Extracted material:
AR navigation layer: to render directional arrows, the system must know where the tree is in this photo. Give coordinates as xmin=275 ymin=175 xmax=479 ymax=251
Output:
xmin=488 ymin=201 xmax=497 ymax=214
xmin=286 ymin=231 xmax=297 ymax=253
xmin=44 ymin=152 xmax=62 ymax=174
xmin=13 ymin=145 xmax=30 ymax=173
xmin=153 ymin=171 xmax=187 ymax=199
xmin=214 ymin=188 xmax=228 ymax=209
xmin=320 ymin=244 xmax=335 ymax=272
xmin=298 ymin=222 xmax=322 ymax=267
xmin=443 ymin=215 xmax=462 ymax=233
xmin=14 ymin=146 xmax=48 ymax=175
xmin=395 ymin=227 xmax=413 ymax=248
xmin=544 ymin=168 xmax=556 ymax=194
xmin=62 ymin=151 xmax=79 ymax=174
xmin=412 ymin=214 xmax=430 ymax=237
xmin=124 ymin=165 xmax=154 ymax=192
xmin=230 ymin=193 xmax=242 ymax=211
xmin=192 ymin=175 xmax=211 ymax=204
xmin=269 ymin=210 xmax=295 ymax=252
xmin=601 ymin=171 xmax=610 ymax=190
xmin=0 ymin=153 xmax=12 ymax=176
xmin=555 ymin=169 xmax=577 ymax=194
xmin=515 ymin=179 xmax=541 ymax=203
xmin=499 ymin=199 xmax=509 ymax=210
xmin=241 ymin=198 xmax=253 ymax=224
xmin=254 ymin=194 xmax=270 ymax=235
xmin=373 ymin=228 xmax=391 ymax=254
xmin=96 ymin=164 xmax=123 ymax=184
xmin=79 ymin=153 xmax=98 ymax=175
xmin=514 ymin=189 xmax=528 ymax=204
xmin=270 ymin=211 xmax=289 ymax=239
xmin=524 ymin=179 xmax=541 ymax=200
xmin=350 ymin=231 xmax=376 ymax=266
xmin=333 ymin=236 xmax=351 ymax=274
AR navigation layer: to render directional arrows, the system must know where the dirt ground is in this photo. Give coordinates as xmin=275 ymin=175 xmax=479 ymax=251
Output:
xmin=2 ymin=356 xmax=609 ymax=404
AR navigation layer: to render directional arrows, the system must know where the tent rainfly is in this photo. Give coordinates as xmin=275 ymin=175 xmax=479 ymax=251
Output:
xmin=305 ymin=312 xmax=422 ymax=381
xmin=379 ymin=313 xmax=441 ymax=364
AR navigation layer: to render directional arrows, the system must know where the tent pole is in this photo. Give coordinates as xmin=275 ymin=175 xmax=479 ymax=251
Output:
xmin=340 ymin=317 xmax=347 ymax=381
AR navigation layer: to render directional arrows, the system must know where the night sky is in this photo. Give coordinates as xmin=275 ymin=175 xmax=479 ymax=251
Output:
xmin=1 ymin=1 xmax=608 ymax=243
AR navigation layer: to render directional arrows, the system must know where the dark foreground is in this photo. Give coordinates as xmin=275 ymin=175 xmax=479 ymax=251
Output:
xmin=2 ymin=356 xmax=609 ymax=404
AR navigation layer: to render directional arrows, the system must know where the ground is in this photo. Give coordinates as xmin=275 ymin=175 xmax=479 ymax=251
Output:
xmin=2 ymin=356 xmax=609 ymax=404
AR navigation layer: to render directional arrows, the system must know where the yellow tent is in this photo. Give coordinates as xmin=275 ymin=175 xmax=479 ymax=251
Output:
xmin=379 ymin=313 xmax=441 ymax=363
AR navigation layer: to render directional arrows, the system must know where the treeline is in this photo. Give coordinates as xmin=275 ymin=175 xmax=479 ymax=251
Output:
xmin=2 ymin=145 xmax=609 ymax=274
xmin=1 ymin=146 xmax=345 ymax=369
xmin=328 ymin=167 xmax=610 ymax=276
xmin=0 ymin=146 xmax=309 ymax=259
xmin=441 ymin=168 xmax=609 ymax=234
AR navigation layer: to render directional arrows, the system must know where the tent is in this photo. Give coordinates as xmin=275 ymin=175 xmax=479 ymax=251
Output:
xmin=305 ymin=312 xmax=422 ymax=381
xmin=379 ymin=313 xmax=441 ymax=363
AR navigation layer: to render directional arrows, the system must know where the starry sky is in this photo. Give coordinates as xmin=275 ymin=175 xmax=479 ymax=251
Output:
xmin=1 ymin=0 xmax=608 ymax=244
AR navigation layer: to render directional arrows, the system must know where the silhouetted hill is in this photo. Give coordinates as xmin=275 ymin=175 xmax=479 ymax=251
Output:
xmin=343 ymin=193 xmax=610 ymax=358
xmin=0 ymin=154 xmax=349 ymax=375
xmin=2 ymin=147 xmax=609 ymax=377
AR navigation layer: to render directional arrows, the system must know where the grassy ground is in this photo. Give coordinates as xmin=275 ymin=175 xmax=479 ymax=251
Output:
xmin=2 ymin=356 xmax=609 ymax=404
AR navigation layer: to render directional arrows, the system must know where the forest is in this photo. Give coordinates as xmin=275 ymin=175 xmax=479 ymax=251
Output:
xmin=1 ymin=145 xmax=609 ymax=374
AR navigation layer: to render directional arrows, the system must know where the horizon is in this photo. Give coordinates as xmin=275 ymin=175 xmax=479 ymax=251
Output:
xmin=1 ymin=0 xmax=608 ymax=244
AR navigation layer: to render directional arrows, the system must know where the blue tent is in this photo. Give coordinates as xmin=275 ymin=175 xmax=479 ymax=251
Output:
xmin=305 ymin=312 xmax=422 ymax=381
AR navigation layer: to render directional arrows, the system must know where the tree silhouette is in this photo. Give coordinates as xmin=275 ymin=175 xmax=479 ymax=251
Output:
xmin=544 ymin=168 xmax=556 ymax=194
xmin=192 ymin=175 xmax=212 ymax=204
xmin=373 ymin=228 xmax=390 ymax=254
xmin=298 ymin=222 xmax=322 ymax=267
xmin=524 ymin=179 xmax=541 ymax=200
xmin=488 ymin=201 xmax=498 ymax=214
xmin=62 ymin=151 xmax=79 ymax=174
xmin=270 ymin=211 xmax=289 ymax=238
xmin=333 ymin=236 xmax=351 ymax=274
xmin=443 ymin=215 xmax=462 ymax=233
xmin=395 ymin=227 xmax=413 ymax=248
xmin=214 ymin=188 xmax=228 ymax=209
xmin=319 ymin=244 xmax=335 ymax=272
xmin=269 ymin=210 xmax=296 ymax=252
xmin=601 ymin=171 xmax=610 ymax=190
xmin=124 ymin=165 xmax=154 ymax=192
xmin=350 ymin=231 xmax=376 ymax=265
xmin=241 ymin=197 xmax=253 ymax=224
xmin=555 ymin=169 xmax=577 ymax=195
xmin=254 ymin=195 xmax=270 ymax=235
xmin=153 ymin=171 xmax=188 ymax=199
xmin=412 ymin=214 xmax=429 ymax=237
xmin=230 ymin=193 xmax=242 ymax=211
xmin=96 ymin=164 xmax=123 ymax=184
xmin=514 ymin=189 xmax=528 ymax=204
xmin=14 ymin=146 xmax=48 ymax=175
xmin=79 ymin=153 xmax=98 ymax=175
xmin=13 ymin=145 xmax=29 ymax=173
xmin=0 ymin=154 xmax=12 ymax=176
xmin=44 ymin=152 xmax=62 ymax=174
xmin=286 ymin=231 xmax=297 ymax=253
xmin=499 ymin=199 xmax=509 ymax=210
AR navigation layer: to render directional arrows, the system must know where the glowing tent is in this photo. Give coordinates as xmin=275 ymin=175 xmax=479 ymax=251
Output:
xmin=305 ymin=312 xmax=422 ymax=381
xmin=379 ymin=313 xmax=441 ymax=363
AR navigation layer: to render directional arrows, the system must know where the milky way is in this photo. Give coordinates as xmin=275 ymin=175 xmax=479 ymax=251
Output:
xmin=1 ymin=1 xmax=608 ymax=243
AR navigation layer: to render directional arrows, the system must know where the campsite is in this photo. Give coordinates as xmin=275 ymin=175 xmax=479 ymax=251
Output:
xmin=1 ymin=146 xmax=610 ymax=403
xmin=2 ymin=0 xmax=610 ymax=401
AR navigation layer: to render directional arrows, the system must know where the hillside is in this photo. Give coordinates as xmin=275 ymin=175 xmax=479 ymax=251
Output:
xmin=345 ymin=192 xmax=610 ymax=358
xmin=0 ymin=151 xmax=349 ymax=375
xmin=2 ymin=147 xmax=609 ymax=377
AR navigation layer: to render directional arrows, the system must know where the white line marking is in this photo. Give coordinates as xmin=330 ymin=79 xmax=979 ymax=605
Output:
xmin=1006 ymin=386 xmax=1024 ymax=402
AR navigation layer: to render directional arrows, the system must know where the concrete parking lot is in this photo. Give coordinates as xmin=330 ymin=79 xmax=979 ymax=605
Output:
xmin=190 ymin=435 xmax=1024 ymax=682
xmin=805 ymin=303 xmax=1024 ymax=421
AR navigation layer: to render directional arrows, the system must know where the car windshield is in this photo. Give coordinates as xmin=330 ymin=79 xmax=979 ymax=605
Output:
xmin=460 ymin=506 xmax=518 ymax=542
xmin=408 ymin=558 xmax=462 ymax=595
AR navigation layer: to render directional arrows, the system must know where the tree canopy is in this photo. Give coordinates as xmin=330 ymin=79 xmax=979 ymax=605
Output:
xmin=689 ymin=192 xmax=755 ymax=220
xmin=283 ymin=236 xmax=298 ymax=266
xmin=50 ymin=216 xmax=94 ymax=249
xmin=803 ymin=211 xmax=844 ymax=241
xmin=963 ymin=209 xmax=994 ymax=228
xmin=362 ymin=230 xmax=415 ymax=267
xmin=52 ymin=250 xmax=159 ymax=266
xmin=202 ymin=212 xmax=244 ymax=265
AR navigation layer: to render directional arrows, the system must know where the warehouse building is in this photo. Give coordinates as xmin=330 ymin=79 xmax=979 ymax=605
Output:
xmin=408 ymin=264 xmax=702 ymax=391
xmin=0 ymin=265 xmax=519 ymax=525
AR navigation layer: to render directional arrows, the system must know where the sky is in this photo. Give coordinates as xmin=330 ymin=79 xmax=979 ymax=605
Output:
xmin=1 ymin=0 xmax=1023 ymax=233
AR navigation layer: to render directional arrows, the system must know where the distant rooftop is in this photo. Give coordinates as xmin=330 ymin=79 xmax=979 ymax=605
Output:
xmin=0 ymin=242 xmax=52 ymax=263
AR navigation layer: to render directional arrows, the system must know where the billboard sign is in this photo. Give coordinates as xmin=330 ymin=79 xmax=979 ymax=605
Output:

Exercise: Based on the records above, how many lines hold the string "tent"? Answer with the number by itself.

Exercise response: 6